### WHAT YOU SHOULD DO
Exclude the pictures; give every entry again exactly as written.

### Records excerpted from a collection
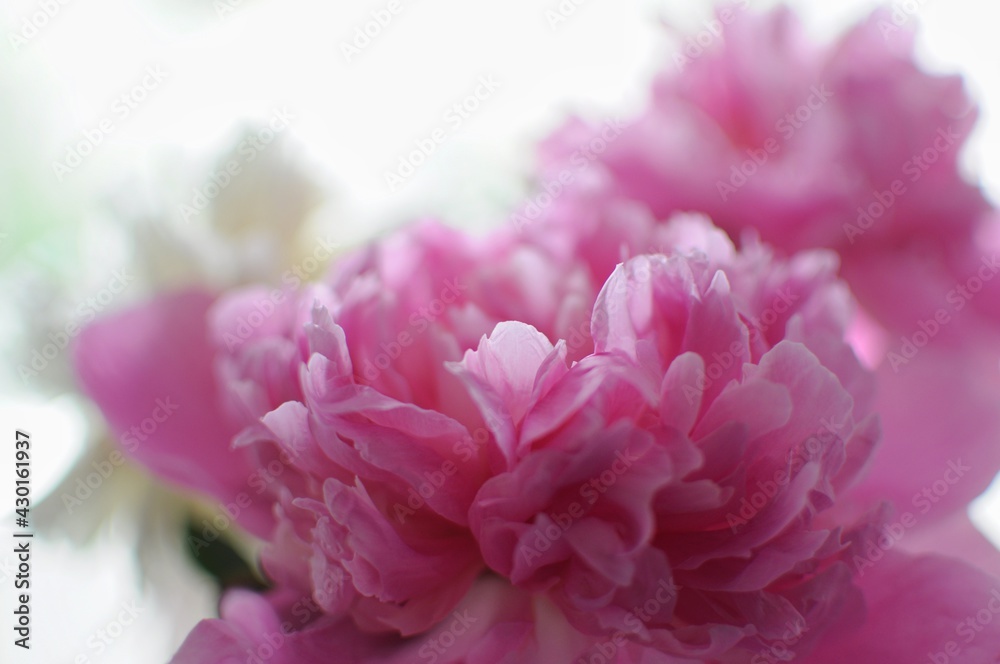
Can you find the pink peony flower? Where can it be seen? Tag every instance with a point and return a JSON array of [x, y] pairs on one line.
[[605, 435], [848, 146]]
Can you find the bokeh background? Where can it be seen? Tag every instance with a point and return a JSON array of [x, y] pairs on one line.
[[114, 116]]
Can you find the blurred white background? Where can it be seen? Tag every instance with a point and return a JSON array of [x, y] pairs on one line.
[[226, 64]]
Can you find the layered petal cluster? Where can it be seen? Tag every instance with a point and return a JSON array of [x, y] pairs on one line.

### FULL SOLUTION
Can you find the pink peony flower? Where can it be seen? Tag every instance with a point and return a JSON array of [x, y] pairs on one line.
[[605, 435], [848, 146]]
Can you find the bokeh background? Where can it be seen? Tag every instance with a point and return a JSON array of [x, y] pairs on one line.
[[114, 116]]
Can you find the blurred white background? Where can it be seen? Tag every instance with a point and return a JSON array of [x, y] pairs on one line.
[[226, 64]]
Can you find the layered petal cluster? Where can it be seen? Tag every instance with a point and return a JSON array of [x, y] pairs on one line.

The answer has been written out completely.